* Begin Passage given *

August 6, 2013 at 10:52 pm

Modern many-core systems actually don’t allow all cores to be used simultaneously. They will temporarily disable a core to allow it to cool down, which means all processing must be transferred to a freshly awoken core. The entire CPU halts while the transfer of registers/caches happens, and the pipelines/translators/predictors for the new core have to be reinitialised. And all of this happens behind the OS’s back …

Reply
- brucedawson says:
  
  August 6, 2013 at 11:50 pm
  
  Ummm. That is wrong. A properly cooled many-core system can run all cores at their rated speed, or beyond. I have tested this on many computers. I agree that there are some computers that cannot do these. We call them ‘broken’. I recommend purchasing computers that aren’t broken.
  
  The whole transfer of registers/caches behind the operating system’s back is something I have never heard of. You’ll have to provide references.
  
  Reply
BinarySplit says:

August 7, 2013 at 1:45 am

I’d like to point out that often developers are more at fault than users.
I’ve encountered a lot of games that have vsync turned off by default. I’ve also encountered quite a few games that will use 100% CPU (or at least 100% of one or two cores) even when minimized. Reckless decisions/oversights like this result in bad experiences for the users. Even if their computer doesn’t overheat, their fans will become noisy, their power bill will be higher, and they may even burn themselves if they’re using a laptop.
You should actually expect that if you run as fast as the CPU/GPU will let you, that a substantial proportion of your customer base will have issues. Consider this: of the 7 discrete GPUs I’ve owned in my life, 5 of them have had overheating issues in some games. Generally the solution has been to turn on vsync, or even vsync @ half refresh rate. I don’t live in a particularly hot climate, and my computers’ cases have been clean and well ventilated. I’ve just had terrible luck with the GPUs that I’ve bought.

* End Passage given *

Exercise task 1 – According to the overheating thread, how many of BinarySplit's seven discrete GPUs have had overheating issues in some games?
Exercise task 2 – Write the next part of the overheating thread, starting after its final sentence.
The lines that come after the overheating thread aren't needed.

* Begin Dataset records *

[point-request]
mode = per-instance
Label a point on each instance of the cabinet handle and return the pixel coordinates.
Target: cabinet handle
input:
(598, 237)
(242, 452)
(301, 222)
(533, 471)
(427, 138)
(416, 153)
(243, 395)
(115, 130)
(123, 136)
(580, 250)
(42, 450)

* End Dataset records *

Exercise response 1 – Five of them.

Exercise response 2 –
Reply
- Juha Hiekkamäki says:
  
  August 7, 2013 at 6:20 am
  
  Yes, the sad reality is that running as fast as possible will cause problems on many systems. This is not the developers fault, though. It’s a hardware/driver problem as software shouldn’t be able to cause overheating no matter what it does. It’s not possible to know what is “too much” and how much to cap the performance, as this is something that is not (and shouldn’t be) visible outside. System not being able to handle the load created by application is broken.
  
  We have a game that generates furmark type of temperatures on GPU. Sadly there is very little we can do about it. Temperature is not a concept that is visible in the API’s. It wouldn’t matter even if it was, as drivers have the capability to limit performance based on temperature (and other metrics) already. It doesn’t need interaction with the software.
  
  That said, I do regret shipping our game without vsync on by default. It also took a few patches to add in options to limit the frame rate. Giving users ways to control power usage is good and should be encouraged. Having vsync on by default would have solved some (but certainly not all) of the problems – as well as reducing the default power usage. Still, the fact that artificial caps are needed for stability, and that users have to use trial and error to find settings that work on their system is very bad user experience and simply should not be needed.
  
  Reply
- brucedawson says:
  
  August 7, 2013 at 8:55 am
  
  Many customers don’t want v-sync so I don’t think you can ‘blame’ developers for not having it on by default. I think games should have an option to throttle back to 30 fps (for better thermals and battery life on laptops) but I absolutely think that a CPU/GPU combo that cannot sustain its rated speed on all cores is defective. If it can’t maintain X GHz on n-cores then it’s not an n-core X GHz machine!
  
  Business idea: Resell dual-core CPUs as four-core CPUs but warn that if you use more than two cores it will throttle the others. Or, resell 3.2 GHz CPUs as 3.6 GHz because that’s what their TurboBoost peak frequency is. Genius!
  
  Data point: the last trace I looked at was being thermally throttled even though its average CPU usage was 31% (across four cores/eight threads).
  
  Reply
  - BinarySplit says:
    
    August 7, 2013 at 12:46 pm
    
    I absolutely agree that hardware that overheats in normal conditions is defective, but the fact of the matter is that there’s a lot of defective parts out there.
    
    Often people can’t return their defective products because they don’t actually realize they’re defective, don’t have time to build evidence that it’s definitely that specific component that’s defective, can’t live without their computer for the time it takes to replace a part, or are outside of the part’s warranty period.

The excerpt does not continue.